Tashira Gibbs, UX Director
Jeffrey Gottwald, UX Director
Wendy Diaz, Visual Designer
Kim King, UX Director

David Stone mentioned IBM uses Agile methodology to keep the design process flexible and dynamic.

They create Journey maps, in which the client is rarely the user.

They create Empathy maps with clients and the client’s end users; they study what the audience thinks, does, feels, and says.

They sometimes consider strengths, weaknesses, opportunities, and threats (SWOP) for audience based on personas (imaginary users) they create to help them understand their goals.

Sponsor users are actual live members of an audience that IBM  brings into focus groups.
Designers present the sponsor users apps as as-is states for a given project. They look at how users prepare, plan, travel, and behave at a “destination.”
Then they find the users’ pain points in using the interface.

With that input, designers create playbacks to review and adjust what was just made. Then designers create “to-be states” with updated journey maps.

Paper prototyping
First design teams create flowcharts to show to clients and users.
Then they create wireframes (like flowcharts but with more detailed layouts than just rectangles showing the name of page).
Lastly, visual designers apply the look and feel.
At IBM, functional prototypes aren’t even created in many cases.
They do a lot of work for Apple | IBM enterprise: they create apps that are not “consumer facing,” (for end users) but “business facing” or business-to-business (B2B). Average consumers aren’t even aware enterprise apps even exist, but they are a huge part of what designers are paid to do.

Designers flesh out their personas by researching a sample day-in-the-life (DIL), in which they question audience members about all the circumstances leading up to, during, and after they use an interface to understand the context in which an app might be used.

The design team never goes straight to a solution. Instead they create low-fidelity prototypes, then later make high-fidelity prototypes.
The IBM team struggles to make single-purpose apps rather than “kitchen sink” apps, even though it’s common for clients to ask for extra capabilities.

Typically, they start with whiteboard sketches, not even on paper - in order to get non-specialists involved from the very beginning. Rather than a strict handing off of a job from back-end designer to front-end designer, they try to get the whole team involved immediately to share their insights.

David Stone recommends students looking at both the Human interface guideline for iOS and the User Interface Guidelines for Android.

He encourages you to think about why you like or dislike the apps you use.

If you want to know more about this subject, the GSU Library has "About Face" as an electronic book.

==============================

Copy word for word the passage of the IBM design process notes that opens with the words containing "Typically, they start" and closes with "Guidelines for Android.".

Rows from a dataset:
==============================

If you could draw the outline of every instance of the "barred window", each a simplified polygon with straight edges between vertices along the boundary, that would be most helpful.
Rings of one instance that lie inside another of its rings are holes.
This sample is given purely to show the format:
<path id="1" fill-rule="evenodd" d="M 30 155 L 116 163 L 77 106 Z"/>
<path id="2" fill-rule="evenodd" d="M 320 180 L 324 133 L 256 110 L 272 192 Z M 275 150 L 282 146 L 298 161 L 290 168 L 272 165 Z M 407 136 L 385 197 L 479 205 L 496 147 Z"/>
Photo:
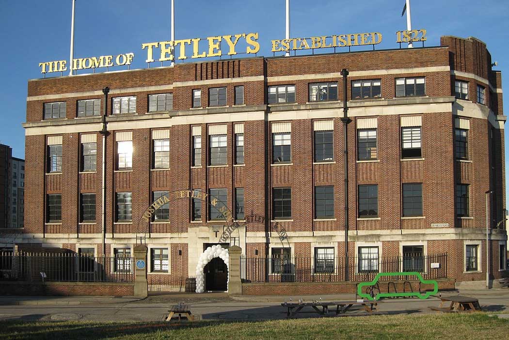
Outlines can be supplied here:
<path id="1" fill-rule="evenodd" d="M 359 160 L 372 160 L 378 157 L 377 129 L 357 130 L 357 157 Z"/>
<path id="2" fill-rule="evenodd" d="M 87 99 L 78 101 L 78 117 L 89 117 L 100 115 L 100 99 Z"/>
<path id="3" fill-rule="evenodd" d="M 67 103 L 65 101 L 44 103 L 44 119 L 65 118 Z"/>
<path id="4" fill-rule="evenodd" d="M 136 113 L 136 96 L 118 97 L 113 98 L 113 114 Z"/>
<path id="5" fill-rule="evenodd" d="M 295 102 L 295 86 L 269 86 L 268 89 L 269 104 Z"/>
<path id="6" fill-rule="evenodd" d="M 337 100 L 337 83 L 316 82 L 309 86 L 309 101 Z"/>
<path id="7" fill-rule="evenodd" d="M 81 144 L 81 171 L 95 171 L 97 168 L 97 143 Z"/>
<path id="8" fill-rule="evenodd" d="M 352 82 L 352 99 L 366 99 L 382 96 L 382 81 L 379 79 L 354 80 Z"/>
<path id="9" fill-rule="evenodd" d="M 96 194 L 81 194 L 81 222 L 95 222 Z"/>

==============================

* [THE SOLUTION]
Typically, they start with whiteboard sketches, not even on paper - in order to get non-specialists involved from the very beginning. Rather than a strict handing off of a job from back-end designer to front-end designer, they try to get the whole team involved immediately to share their insights.

David Stone recommends students looking at both the Human interface guideline for iOS and the User Interface Guidelines for Android.